The data must be written out once more, precisely as given.

Records from a data source:
* * * * * * *

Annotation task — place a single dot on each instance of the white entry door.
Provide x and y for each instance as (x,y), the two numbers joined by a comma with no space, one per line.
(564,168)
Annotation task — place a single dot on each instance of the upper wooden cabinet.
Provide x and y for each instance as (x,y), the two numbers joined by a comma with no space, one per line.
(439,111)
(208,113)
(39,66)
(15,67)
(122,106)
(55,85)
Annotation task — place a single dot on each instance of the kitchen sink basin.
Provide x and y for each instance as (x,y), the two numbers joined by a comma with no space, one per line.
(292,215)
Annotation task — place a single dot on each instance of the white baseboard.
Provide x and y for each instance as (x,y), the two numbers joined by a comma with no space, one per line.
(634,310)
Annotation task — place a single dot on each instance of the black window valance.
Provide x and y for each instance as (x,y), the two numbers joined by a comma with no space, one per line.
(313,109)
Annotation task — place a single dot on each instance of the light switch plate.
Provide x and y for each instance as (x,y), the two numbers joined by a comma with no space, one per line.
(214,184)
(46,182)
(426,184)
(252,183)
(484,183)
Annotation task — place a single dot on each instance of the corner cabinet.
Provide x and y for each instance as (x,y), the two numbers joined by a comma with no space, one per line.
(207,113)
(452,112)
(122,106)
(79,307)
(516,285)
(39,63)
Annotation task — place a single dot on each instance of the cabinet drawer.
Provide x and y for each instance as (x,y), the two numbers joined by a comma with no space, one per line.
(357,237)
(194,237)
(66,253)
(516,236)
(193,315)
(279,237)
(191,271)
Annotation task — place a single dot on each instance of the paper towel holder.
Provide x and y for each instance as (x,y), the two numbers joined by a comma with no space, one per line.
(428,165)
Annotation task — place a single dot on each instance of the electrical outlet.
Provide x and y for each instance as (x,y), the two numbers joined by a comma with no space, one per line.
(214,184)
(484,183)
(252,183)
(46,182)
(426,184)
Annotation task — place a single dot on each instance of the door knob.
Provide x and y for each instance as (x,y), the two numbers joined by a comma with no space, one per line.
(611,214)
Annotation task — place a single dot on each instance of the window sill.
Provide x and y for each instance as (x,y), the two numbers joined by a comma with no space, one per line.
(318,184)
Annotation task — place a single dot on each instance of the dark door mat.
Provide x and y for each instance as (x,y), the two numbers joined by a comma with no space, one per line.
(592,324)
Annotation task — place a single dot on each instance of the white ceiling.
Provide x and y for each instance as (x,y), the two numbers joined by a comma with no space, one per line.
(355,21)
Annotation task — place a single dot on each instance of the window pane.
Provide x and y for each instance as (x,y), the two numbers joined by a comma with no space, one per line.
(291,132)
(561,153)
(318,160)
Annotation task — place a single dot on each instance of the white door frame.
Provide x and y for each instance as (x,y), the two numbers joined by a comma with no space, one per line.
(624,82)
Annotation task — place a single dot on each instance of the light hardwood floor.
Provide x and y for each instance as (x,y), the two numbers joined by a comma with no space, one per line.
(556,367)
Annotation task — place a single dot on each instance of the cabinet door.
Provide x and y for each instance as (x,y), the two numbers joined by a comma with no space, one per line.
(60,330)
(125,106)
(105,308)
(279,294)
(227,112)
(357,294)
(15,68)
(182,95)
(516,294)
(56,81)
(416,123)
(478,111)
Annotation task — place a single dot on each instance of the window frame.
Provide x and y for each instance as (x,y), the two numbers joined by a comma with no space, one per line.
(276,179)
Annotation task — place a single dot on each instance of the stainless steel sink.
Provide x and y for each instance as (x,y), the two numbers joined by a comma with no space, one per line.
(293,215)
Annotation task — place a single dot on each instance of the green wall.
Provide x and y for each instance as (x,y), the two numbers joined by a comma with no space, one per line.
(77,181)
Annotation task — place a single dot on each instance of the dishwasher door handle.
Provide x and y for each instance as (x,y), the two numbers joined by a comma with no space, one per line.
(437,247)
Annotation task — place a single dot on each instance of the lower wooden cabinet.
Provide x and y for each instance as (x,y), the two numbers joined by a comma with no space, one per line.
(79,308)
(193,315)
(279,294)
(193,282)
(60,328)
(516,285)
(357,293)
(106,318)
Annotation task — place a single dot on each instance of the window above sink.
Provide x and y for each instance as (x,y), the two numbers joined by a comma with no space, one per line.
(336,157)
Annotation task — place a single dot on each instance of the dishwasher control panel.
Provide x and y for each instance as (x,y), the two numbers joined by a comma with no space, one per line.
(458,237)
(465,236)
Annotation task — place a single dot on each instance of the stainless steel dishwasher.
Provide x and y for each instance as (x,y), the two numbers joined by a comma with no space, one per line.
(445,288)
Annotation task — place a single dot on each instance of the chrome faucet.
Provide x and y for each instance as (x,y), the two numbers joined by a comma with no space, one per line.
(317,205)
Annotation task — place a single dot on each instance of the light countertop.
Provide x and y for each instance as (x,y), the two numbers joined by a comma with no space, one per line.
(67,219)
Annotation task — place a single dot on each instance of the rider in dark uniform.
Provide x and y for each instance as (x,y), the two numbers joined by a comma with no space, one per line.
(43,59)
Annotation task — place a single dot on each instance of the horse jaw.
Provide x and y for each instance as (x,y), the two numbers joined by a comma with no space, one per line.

* * * * * * *

■ Response:
Annotation task — place a single dot on each instance of the white entry door.
Provide x and y for each instance as (x,y), the two numbers joined by a comma with no space, one per line.
(564,168)
Annotation task — place a single dot on each instance of the upper wooden cabinet.
Provide x and y for each instance as (x,y), the two numbers joined by a comma with no space, one per line.
(439,111)
(208,113)
(39,66)
(15,67)
(122,106)
(55,85)
Annotation task — place a single dot on each instance of the kitchen sink basin.
Provide x and y for each instance as (x,y), the two numbers joined by a comma with no space, one per line.
(292,215)
Annotation task — place a single dot on each instance of the white baseboard.
Provide x and y for each instance as (x,y), the two numbers joined by a comma with no space, one per line.
(634,310)
Annotation task — place a single dot on each instance of the black window valance.
Provide x and y for each instance as (x,y), the two numbers joined by a comma with no space, one per line.
(313,109)
Annotation task — place a single dot on each instance of the light switch plate.
Provide x and y for each instance as (x,y), the two numbers joined by a comma with no space, one per line.
(214,184)
(46,182)
(426,184)
(252,183)
(484,183)
Annotation task — place a single dot on each instance of the corner cabinet.
Provide x and y for each instance as (x,y), the two numbers joined by a comma with no space, one per line.
(207,113)
(452,112)
(122,106)
(79,307)
(516,285)
(39,63)
Annotation task — place a single dot on each instance of the cabinet drawer.
Provide x and y for each instance as (x,y), the two numbers joined by a comma with no space, one per line.
(357,237)
(194,237)
(66,253)
(516,236)
(193,315)
(279,237)
(191,271)
Annotation task — place a single dot on each instance of the paper towel holder.
Provide x and y for each instance as (x,y), the two numbers joined by a comma with no space, one per line.
(428,165)
Annotation task — place a single dot on each instance of the electrical outlet.
Provide x and y for each instance as (x,y), the two numbers joined by a comma with no space, one per line.
(214,184)
(484,183)
(252,183)
(46,182)
(426,184)
Annotation task — place a single dot on each instance of the door knob.
Provide x and y for each instance as (x,y), the two numbers joined by a comma with no space, one per line.
(611,214)
Annotation task — place a single dot on each instance of the window sill.
Provide x and y for each instance as (x,y), the two numbers joined by a comma with no space, one per line.
(318,184)
Annotation task — place a single dot on each instance of the dark door mat.
Provide x and y for each instance as (x,y), the two numbers joined by a comma with no space, one per line.
(592,324)
Annotation task — place a single dot on each instance of the white ceiling.
Provide x and y for each instance as (x,y), the two numbers joined by a comma with no space, one per line.
(355,21)
Annotation task — place a single dot on each instance of the window pane.
Provide x and y for each instance as (x,y), the two numbers joined by a comma with no space, one per line.
(291,132)
(561,153)
(318,160)
Annotation task — place a single dot on each instance of the white door frame.
Provide x and y for each instance as (x,y), the two numbers joined by a comma with no space, one per line.
(624,82)
Annotation task — place a single dot on each instance of the light hardwood floor.
Provide x and y for each instance as (x,y), the two numbers joined by a comma with no space, one per line.
(556,367)
Annotation task — place a single dot on each instance of the cabinet door.
Provide x and y for each instance as (x,y), the two numbers joined by a comma with no space, one per line.
(60,330)
(125,106)
(105,308)
(279,294)
(227,112)
(357,294)
(15,68)
(182,95)
(516,294)
(56,81)
(416,123)
(478,111)
Annotation task — place a single dot on each instance of the window frame.
Provide x and y for each instance as (x,y), the two numbers joined by a comma with no space, one per line.
(276,179)
Annotation task — place a single dot on each instance of the stainless steel sink.
Provide x and y for each instance as (x,y), the two numbers joined by a comma with no space, one per line.
(293,215)
Annotation task — place a single dot on each instance of the green wall.
Provide x and y for each instance as (x,y), the two numbers joined by a comma with no space, one per line.
(77,181)
Annotation task — place a single dot on each instance of the dishwasher door handle.
Provide x and y for each instance as (x,y), the two numbers joined by a comma with no space, one per line.
(437,247)
Annotation task — place a single dot on each instance of the lower wooden cabinet.
Provide x and y for each instance as (x,y), the two numbers joined by a comma with no space, one per line.
(79,308)
(193,315)
(279,294)
(193,282)
(60,328)
(516,285)
(357,293)
(106,318)
Annotation task — place a single dot on each instance of the window above sink.
Provide x and y for each instance as (x,y), the two numbers joined by a comma with no space, one per line.
(336,157)
Annotation task — place a single dot on each instance of the dishwasher control panel.
Provide x and y for each instance as (x,y), the two numbers joined by a comma with no space, one per line.
(458,237)
(465,236)
Annotation task — place a single dot on each instance of the stainless steel dishwasher.
Provide x and y for each instance as (x,y), the two numbers joined by a comma with no space, one per line.
(445,288)
Annotation task — place a single dot on each instance of the chrome faucet.
Provide x and y for each instance as (x,y), the two numbers joined by a comma with no space, one per line.
(317,205)
Annotation task — place a single dot on each instance of the light countertop.
Provide x and y for each instance as (x,y), the two numbers joined by a comma with no space, one per line.
(67,219)
Annotation task — place a single dot on each instance of the rider in dark uniform.
Provide x and y for each instance as (x,y), the two numbers joined by a comma with no space, one per line.
(43,59)
Annotation task — place a single dot on each instance of the horse jaw.
Provide x and y for each instance as (x,y), the two numbers joined by a comma with no space, one per line.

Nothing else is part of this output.